* **Document segment**
Farm to Table to Pop-Ups?

Room Key’s CEO also shared that “the easiest way to express Room Key’s unique position in the industry is to look outside online travel to another relevant consumer trend – in food.  We see real parallels with the farm-to-table movement.” Not sure the farm-to-table example is even close to what Room Key is doing. What real value is being provided to someone coming to your website by serving them a pop-up? There is nothing organic about that. What’s truly organic is traffic that you earn through providing valuable content. What’s organic is coming up with a strategy to provide value, build your brand, and attract repeat customers. What’s not organic is grabbing a one-time booking from someone stumbling onto your website via spam. Spam is not an organic food.

Okay, I think you get the parallel between the long-preserved nature of both pop-up technology and mystery meat. Let’s talk numbers.

Traffic Number Exaggerations + Compset Confusion

John Davis claimed to have “14 million visitors a month” in the same October 2012 interview. Compete.com shows their visits averaging 3.7 to 4.8 million; in other words, 10 million visits short of what they stated.

* **Raw data**
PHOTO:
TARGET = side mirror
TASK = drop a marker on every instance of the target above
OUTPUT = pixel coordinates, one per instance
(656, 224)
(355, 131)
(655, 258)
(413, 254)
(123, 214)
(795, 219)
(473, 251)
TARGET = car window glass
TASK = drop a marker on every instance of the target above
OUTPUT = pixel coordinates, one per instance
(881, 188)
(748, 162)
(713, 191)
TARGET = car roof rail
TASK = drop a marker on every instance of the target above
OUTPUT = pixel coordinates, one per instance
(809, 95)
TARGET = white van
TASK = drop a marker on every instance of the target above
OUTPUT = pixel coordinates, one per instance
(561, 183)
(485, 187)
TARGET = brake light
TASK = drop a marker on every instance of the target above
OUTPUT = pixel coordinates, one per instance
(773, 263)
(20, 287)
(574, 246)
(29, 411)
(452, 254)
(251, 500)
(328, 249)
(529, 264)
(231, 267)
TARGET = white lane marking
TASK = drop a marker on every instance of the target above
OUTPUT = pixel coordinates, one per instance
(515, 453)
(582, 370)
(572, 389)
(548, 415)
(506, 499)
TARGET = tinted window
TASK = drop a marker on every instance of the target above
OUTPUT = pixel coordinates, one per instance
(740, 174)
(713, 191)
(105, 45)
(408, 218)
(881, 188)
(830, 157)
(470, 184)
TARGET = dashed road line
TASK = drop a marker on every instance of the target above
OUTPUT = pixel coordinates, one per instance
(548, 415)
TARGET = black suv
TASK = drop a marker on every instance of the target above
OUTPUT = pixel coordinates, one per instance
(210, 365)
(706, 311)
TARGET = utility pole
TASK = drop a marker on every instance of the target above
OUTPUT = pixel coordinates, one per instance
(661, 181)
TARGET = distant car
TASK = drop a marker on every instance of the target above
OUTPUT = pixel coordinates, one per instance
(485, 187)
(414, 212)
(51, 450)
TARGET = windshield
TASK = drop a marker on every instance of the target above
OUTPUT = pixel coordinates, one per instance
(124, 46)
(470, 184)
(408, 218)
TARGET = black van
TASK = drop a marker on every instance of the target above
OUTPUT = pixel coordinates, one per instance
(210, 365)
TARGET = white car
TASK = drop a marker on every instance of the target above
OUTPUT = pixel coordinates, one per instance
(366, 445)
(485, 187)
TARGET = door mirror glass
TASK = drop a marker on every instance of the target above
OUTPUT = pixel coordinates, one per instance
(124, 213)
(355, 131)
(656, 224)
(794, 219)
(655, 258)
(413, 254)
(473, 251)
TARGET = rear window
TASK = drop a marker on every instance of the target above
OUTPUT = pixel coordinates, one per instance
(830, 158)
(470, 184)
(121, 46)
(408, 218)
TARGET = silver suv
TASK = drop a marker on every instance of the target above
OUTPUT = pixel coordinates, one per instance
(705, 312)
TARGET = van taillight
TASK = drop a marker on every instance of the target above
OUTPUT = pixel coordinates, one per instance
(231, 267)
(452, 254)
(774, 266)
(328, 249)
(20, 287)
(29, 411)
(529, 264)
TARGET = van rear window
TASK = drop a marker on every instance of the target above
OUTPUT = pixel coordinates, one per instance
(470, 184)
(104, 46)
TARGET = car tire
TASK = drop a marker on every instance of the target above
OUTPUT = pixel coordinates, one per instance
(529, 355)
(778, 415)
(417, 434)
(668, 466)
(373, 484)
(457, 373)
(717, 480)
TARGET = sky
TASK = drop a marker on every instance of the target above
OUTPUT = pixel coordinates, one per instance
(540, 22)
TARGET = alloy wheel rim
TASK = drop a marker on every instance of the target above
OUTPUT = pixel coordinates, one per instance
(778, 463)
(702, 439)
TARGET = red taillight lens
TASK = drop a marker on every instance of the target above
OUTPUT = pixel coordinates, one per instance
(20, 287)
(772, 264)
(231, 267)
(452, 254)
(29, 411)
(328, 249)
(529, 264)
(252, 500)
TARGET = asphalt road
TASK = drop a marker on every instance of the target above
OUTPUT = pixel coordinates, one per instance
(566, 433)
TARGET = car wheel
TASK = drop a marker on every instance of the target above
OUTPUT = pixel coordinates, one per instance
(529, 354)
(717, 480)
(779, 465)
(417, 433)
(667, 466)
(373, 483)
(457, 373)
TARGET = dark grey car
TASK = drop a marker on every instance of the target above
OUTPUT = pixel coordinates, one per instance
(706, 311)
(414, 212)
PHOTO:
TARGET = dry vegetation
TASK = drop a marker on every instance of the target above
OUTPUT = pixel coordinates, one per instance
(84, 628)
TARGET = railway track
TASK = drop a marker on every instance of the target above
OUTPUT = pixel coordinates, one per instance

* **Given instruction 1**
In the Room Key commentary, condense the paragraph beginning "Room Key’s CEO also shared" into a short bulleted list that keeps its main points.
* **Given instruction 2**
Write a continuation of the commentary on Room Key’s traffic claims, beginning right after its final sentence.
The material plays no part in what is asked here.

* **Written reply 1**
- Room Key’s CEO likened the company’s unique industry position to the farm-to-table movement in food.
- The author doubts the comparison and asks what real value a pop-up gives someone visiting a website.
- Truly organic traffic is earned by providing valuable content and by a strategy that provides value, builds a brand, and attracts repeat customers.
- Taking a one-time booking from someone who reached a website through spam is not organic, because spam is not an organic food.

* **Written reply 2**
1compete

But hey, Compete.com is just an online tool. It can be off by a few million… right?

John also said that only 5% were direct visits (people who typed Roomkey.com into their browser window). Analytics 101 tells us that with 5% direct visits, the Roomkey.com brand is not actively building itself online. No conversion or revenue statistics have ever been shared. To quote John, “our conversion rates are very much in line with the objectives we set for the business and are meeting shareholder expectations, bringing millions of visitors per month into the Roomkey.com experience.” I really wish my shareholders were this naïve, happy and satisfied.

Another interesting example of cluelessness is this quote from their standard presentation: “Roomkey.com is receiving 7 times more visits than other recent start-up hotel websites like Hipmunk.com and Room77.com.” Comparing a pop-up catcher to awesome and innovative startups like Hipmunk and Room77  just highlights how clueless the brands still are.

Forgetting Something?

There is another fundamental problem with the site. The “beta” launch did not include any independent hotels. You can’t be a travel engine/online agent if you exclude an entire segment of the hotel industry. Launching with only the brands that paid for Room Key is going to come back to bite them, as they are now actively seeking to add independent hotels. Why won’t the independents want to join? Simple answer. Suspicion. How do independent hotels know that Marriott, Hilton and Wyndam hotels will not always be Room Key darlings? How can they expect to get fair representation? Not a smart move for an “innovative hotel search engine.”

Any Chance of Success?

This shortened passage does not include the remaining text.